=== Texto de estudio ===
Más allá de la ciencia, hay objeciones morales a los planteos de los cuerpos rectores: obligar terapias hormonales es de una violencia feroz, medicar a los atletas por reglamento es un problema filosófico y moral, pero el atletismo mundial, en lugar de plantearse todas estas preguntas de fondo, tomó el camino “fácil” y decidió enforzar un sistema normalizador diseñado para segregar: lo que no encaja, queda afuera. El argumento del organismo rector es que por entonces de la necesidad de “preservar la igualdad de oportunidades en el seno de las competiciones de atletismo”. Pero está claro que la ley siempre tuvo nombre y apellido: Caster Semenya. Sobre todo si tenemos en cuenta “detalles” como que no se restringió el acceso a las pruebas de lanzamientos, donde el efecto demostrado de la influencia de la testosterona era mucho más alto, y que se apartó a Semenya a pesar de que el estudio no encontró (por sus propias falencias) evidencias de que la hormona ayudara en pruebas como 1.500 y la milla: algo en Semenya molesta, porque perturba las líneas claras. Y la que otros casos similares, como el de la mencionada Chand y atletas indias como Pinki Pramanik y Santhi Soundarajan, parecen mostrar que lo que molesta son los cuerpos no occidentales, no hegemónicos.
“Si bien algunos intentaron explicar (la aparición de atletas con características intersex del llamado Sur global) con el argumento de que era improbable que las atletas criadas en países en desarrollo tuvieran acceso regular a la atención médica, y que por ende era probable que su condición de intersex pasara inadvertida, otros compararon el escrutinio de las atletas del Sur Global con la verificación de la femineidad de las atletas del bloque soviético durante la Guerra Fría. Por consiguiente, el escrutinio médico no es aleatorio: obedece a relaciones geopolíticas y refleja las inquietudes que los cuerpos oriundos de sociedades no occidentales despiertan en los centros del poder político mundial”, afirman
Besnier, Brownell y Cartes, en “Antropología del deporte”. Allí, escriben que “numerosos aspectos de la fisiología humana confieren ventaja física y a menudo de una manera más nítida que las condiciones intersexuales”. Después de todo, como planteó el periodista sudafricano Sisonke Msimang en The Guardian, quienes piensan “que su condición médica (de Semenya) le otorgaba una ventaja injusta ignoran las ventajas, mucho más significativas, que tenían las atletas de países grandes y ricos sobre las atletas de países pequeños con condiciones e instalaciones de entrenamiento de inferior calidad”.
=== Material de estudio ===
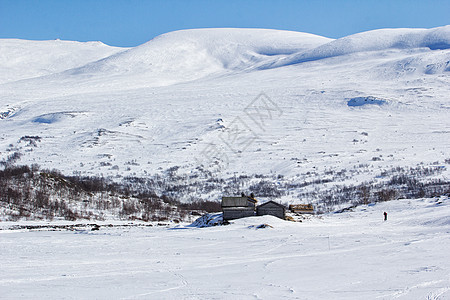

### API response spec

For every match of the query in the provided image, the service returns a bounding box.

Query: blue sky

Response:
[0,0,450,46]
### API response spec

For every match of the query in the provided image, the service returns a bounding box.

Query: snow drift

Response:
[267,25,450,68]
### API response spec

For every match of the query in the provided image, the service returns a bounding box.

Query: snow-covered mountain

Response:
[0,26,450,204]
===
## El problema
Por favor, escribe la continuación del texto sobre Caster Semenya y las reglas hormonales del atletismo a partir de su última oración.

## Respuesta esperada
Test de género
Hemos llegado al corazón del debate (según lo entiendo yo): existen millones de cuerpos posibles, no hay una sola forma de ser mujer, ni un solo cuerpo femenino, y el género es un espectro, no una categoría binaria, fija, algo que el deporte parece no estar preparado para tomar en cuenta. Las regulaciones son formas de sostener esa estructura binaria hombre-mujer que se resquebraja en el siglo XXI, de sostener ciertos tipos de cuerpos como protagonistas del circo olímpico. No es tanto una cuestión de ciencia, como de ideología. La ciencia, después de todo, nunca es neutral, siempre está direccionada.
Lo que protege el deporte moderno no es un capricho: ¿por qué no se habla de deportes mixtos, de categorías abiertas, de otras posibilidades de organizar el deporte? Porque el binomio hombre-mujer es una institución fundamental en la creación del deporte moderno, diseñado para formar cuerpos masculinos disciplinados y cuerpos femeninos gráciles. O cuerpos directamente pasivos: meras espectadoras, como soñaba el Barón Pierre de Coubertin, que no permitió la participación femenina en los primeros Juegos Olímpicos, apoyándose en que los Juegos Olímpicos de la antigüedad eran solo para varones, y omitiendo convenientemente el hecho de que las antiguas griegas participaban en los Juegos en honor a Hera, la esposa de Zeus.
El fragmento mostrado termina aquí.